Data listing:
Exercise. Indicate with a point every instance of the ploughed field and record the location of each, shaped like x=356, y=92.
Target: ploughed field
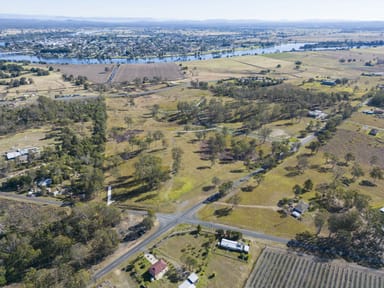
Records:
x=163, y=71
x=110, y=73
x=277, y=268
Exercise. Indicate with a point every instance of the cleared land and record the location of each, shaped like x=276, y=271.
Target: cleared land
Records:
x=96, y=73
x=277, y=268
x=211, y=263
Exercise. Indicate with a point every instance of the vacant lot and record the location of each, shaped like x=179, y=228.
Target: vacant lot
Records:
x=277, y=268
x=28, y=138
x=163, y=71
x=211, y=264
x=96, y=73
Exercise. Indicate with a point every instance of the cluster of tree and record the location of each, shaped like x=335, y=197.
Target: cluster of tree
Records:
x=285, y=94
x=78, y=158
x=254, y=82
x=355, y=230
x=60, y=50
x=342, y=44
x=17, y=82
x=256, y=106
x=149, y=171
x=56, y=253
x=377, y=99
x=39, y=71
x=10, y=70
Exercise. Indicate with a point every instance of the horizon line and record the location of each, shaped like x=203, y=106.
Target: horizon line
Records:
x=151, y=19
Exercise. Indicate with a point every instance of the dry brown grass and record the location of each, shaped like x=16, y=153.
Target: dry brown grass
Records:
x=164, y=71
x=94, y=72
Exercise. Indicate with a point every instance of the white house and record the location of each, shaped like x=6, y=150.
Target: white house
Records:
x=190, y=282
x=233, y=245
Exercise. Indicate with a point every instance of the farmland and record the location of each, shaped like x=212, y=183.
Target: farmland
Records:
x=177, y=249
x=162, y=71
x=101, y=73
x=277, y=268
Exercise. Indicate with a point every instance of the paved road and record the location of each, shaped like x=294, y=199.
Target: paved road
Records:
x=169, y=221
x=37, y=200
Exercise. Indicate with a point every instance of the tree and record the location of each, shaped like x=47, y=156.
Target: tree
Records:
x=215, y=180
x=320, y=219
x=314, y=146
x=264, y=133
x=128, y=121
x=198, y=229
x=356, y=171
x=308, y=185
x=176, y=156
x=373, y=161
x=148, y=169
x=302, y=163
x=155, y=110
x=376, y=173
x=235, y=200
x=349, y=157
x=225, y=187
x=297, y=189
x=259, y=177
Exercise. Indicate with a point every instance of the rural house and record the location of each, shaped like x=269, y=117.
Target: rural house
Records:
x=373, y=132
x=19, y=153
x=158, y=269
x=233, y=245
x=299, y=209
x=190, y=282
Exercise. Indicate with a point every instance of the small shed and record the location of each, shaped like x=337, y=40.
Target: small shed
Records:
x=233, y=245
x=373, y=132
x=193, y=278
x=186, y=284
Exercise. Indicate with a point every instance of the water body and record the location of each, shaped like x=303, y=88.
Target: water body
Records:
x=269, y=50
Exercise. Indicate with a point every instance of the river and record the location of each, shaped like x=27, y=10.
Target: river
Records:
x=35, y=59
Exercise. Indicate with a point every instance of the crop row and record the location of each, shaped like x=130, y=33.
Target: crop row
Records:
x=276, y=269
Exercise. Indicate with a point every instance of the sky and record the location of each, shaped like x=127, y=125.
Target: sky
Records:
x=291, y=10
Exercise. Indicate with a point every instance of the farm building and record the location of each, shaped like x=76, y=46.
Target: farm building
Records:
x=190, y=282
x=373, y=132
x=233, y=245
x=299, y=209
x=158, y=269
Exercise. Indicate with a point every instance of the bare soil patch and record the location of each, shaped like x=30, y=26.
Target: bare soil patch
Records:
x=362, y=146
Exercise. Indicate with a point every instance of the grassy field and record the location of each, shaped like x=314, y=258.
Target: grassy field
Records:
x=212, y=264
x=277, y=268
x=164, y=71
x=195, y=174
x=42, y=85
x=32, y=137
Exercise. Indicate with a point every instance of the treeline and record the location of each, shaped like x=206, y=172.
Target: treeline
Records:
x=57, y=253
x=254, y=106
x=355, y=230
x=284, y=94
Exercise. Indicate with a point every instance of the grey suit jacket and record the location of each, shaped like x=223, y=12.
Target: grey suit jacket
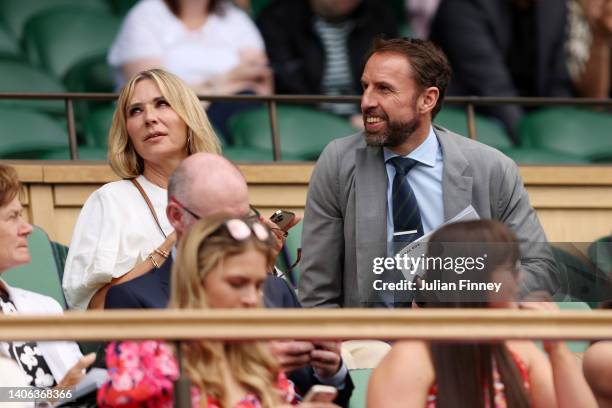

Task to carry out: Copy out the items word for word, from the line containing "Exercise. Indicate with a point every instance of the rural" through the end of the items, including both ends. Leave the pictures out.

Exercise output:
Exercise. Indicate with a point every instance of the rural house and record the location of each, shaped like x=269, y=117.
Target: rural house
Records:
x=373, y=132
x=19, y=153
x=158, y=269
x=233, y=245
x=299, y=209
x=190, y=282
Exercise. Indicate with a point every instance of the small shed and record the location of each, shaped like x=337, y=40.
Target: small shed
Records:
x=233, y=245
x=373, y=132
x=193, y=278
x=186, y=284
Exercise. Indicate with a point every instance of the water body and record the location of each, shaped like x=303, y=88.
Target: water body
Records:
x=269, y=50
Exercise. Indicate with a point every instance of the river and record the location of each, shaped like x=27, y=10.
Target: river
Records:
x=35, y=59
Exercise. Indicate with a point every instance of the crop row and record the location of each, shaped like x=130, y=33.
Target: crop row
Records:
x=276, y=269
Exercise. Indicate with a point every instance of the sky and record the location of each, shaped like x=127, y=125.
Target: sky
Records:
x=291, y=10
Exercise. Indicate with a point every instance of the farm building and record the location of each, shaped like x=76, y=46.
Target: farm building
Records:
x=190, y=282
x=373, y=132
x=233, y=245
x=299, y=209
x=158, y=269
Exercise. Indicate with a point every instance of the bare soil patch and record the location of each, shaped like x=30, y=26.
Target: bare soil patch
Records:
x=362, y=146
Exercise. Indicate with a point every instance of the grassy field and record the location of each, shaped like x=314, y=258.
Target: grassy field
Records:
x=212, y=264
x=277, y=268
x=164, y=71
x=195, y=174
x=42, y=85
x=32, y=137
Exercise. Indicate with a point every instance of the treeline and record the location of each, shaped like x=206, y=172.
Target: treeline
Records:
x=57, y=253
x=254, y=106
x=355, y=230
x=284, y=94
Exercise. Indicate with a point every instance of the grey suit jacket and record the location of each, shaped like x=223, y=12.
Target: grey suit jacket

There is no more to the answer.